Could you print the entries below exactly, starting at the line that contains "the grass patch" and stopping after the last one?

::: Supplied data

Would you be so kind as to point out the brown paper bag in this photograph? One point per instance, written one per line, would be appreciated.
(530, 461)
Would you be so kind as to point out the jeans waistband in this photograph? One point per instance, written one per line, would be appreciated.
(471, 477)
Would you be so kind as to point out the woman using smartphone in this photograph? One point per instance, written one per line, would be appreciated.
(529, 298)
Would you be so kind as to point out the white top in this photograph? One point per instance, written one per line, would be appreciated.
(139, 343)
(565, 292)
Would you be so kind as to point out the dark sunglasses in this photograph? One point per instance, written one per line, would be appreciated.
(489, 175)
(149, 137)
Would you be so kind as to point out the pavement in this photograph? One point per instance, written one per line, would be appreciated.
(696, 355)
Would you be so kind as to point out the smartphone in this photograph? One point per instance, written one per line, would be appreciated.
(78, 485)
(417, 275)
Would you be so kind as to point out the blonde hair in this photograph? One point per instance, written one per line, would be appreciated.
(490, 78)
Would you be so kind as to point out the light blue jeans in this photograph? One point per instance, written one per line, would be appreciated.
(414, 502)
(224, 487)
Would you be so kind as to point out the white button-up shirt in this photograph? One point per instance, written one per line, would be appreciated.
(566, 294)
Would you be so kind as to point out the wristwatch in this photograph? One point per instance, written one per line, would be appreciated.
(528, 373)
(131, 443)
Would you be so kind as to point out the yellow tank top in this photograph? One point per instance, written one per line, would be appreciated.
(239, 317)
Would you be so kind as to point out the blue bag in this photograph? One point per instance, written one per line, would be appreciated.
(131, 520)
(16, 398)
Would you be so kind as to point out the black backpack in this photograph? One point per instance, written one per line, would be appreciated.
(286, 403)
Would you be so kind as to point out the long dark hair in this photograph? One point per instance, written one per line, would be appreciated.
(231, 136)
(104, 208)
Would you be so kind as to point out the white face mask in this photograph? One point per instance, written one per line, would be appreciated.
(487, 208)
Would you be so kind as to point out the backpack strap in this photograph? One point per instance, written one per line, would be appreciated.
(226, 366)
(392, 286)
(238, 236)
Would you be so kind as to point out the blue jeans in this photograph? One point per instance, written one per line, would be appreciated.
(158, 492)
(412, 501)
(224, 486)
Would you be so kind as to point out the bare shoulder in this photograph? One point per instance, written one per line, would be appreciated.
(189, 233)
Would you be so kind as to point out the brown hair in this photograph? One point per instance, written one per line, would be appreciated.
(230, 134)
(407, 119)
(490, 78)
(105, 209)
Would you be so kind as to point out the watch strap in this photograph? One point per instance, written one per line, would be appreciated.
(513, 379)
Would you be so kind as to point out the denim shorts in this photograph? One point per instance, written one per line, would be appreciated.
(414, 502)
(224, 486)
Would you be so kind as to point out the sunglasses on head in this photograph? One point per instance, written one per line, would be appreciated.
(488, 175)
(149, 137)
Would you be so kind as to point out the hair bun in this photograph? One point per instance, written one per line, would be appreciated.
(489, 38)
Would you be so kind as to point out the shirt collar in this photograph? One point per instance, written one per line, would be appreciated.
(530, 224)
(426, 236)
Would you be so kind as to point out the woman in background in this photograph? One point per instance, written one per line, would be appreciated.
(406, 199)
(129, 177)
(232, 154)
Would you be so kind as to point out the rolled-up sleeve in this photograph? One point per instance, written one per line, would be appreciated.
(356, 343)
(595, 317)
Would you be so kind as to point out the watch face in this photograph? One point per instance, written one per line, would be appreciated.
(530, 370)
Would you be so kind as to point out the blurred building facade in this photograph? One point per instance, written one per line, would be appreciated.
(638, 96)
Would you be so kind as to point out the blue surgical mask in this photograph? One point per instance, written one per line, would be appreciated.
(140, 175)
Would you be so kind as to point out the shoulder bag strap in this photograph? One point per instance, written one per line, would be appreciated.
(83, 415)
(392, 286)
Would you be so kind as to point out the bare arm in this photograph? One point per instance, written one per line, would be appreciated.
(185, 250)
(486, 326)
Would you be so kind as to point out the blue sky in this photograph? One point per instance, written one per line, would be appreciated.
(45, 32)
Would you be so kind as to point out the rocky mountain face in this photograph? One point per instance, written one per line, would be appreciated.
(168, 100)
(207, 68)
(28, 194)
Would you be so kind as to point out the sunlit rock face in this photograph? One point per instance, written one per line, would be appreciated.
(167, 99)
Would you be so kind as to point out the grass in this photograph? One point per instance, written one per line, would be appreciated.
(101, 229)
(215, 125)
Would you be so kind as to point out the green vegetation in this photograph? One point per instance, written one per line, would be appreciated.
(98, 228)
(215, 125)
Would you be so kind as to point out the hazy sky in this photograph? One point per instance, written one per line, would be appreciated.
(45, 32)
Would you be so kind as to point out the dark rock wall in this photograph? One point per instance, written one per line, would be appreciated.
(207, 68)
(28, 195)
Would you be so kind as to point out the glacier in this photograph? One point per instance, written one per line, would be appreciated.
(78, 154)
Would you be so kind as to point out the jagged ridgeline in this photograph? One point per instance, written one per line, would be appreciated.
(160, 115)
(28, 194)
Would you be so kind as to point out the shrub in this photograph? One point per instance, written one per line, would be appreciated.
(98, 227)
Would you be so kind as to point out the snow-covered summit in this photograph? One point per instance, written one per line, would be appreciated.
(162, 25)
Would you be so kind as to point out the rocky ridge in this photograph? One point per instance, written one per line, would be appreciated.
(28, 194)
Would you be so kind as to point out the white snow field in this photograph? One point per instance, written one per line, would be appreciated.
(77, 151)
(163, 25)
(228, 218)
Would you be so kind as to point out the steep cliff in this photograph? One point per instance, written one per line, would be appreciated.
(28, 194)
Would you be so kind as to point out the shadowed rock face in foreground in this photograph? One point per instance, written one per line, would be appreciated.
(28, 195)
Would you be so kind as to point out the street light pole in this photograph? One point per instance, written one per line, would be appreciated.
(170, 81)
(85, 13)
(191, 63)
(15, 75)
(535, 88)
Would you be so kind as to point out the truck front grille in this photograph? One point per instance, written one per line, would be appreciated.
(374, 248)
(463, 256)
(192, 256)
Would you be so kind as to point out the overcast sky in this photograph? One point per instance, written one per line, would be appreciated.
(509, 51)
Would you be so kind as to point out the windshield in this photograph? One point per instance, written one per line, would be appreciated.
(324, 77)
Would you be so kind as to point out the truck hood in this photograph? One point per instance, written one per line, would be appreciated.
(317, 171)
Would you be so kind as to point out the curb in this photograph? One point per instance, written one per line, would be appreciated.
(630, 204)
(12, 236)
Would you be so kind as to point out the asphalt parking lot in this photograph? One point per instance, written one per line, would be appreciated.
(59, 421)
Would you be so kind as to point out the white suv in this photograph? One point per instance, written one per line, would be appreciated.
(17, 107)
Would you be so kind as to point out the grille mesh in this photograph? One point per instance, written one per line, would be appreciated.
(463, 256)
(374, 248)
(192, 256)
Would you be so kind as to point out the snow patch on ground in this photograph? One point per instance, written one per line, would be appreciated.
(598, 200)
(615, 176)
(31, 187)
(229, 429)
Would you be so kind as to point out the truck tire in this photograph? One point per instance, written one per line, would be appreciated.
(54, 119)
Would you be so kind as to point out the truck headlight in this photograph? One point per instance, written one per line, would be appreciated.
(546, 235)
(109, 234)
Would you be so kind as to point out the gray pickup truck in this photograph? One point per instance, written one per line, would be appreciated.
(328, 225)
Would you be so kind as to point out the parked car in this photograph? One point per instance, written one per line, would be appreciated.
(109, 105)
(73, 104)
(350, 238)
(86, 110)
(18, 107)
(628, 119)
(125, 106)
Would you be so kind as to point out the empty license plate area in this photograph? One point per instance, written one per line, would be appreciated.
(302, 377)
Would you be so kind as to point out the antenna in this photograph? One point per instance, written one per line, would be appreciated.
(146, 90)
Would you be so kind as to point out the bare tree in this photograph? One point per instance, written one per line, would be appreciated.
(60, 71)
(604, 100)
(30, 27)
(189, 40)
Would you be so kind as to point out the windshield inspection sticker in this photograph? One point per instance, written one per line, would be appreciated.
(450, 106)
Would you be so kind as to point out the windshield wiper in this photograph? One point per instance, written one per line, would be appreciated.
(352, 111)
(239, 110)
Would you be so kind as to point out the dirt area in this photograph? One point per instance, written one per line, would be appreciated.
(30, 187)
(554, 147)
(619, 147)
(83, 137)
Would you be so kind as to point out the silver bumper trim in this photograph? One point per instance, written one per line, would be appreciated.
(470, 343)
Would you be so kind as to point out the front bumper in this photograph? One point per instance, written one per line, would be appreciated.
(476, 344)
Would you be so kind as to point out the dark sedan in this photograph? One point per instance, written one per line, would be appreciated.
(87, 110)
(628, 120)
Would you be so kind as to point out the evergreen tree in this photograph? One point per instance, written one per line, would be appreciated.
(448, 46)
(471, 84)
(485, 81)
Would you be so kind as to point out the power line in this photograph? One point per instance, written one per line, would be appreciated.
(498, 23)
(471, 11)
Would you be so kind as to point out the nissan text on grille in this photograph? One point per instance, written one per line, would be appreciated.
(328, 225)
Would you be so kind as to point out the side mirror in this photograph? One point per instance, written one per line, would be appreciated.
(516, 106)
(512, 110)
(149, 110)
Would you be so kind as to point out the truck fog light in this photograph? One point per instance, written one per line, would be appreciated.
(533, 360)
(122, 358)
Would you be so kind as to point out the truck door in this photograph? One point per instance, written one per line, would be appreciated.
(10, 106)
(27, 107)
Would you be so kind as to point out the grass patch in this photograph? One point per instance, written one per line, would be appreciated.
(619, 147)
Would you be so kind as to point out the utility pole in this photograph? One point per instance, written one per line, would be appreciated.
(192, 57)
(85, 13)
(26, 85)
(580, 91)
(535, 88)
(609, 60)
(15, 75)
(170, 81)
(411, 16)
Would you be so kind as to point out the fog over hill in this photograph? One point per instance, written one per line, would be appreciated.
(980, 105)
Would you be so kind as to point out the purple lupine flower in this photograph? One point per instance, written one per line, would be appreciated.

::::::

■ **Response to this task**
Would you be so kind as to point out the grass patch in this photograph? One point per instance, written one per line, would be appreciated.
(619, 147)
Would you be so kind as to point out the utility pole in this photograph? One point per instance, written one per line, would be appreciated.
(192, 57)
(85, 13)
(26, 85)
(580, 91)
(535, 88)
(609, 60)
(15, 75)
(170, 81)
(411, 16)
Would you be so kind as to point out the fog over hill in this photograph? One point per instance, written one per line, would be appreciated.
(980, 105)
Would you be so kind as to point out the purple lupine flower in this photograph? One point per instance, written one per line, would be appreciated.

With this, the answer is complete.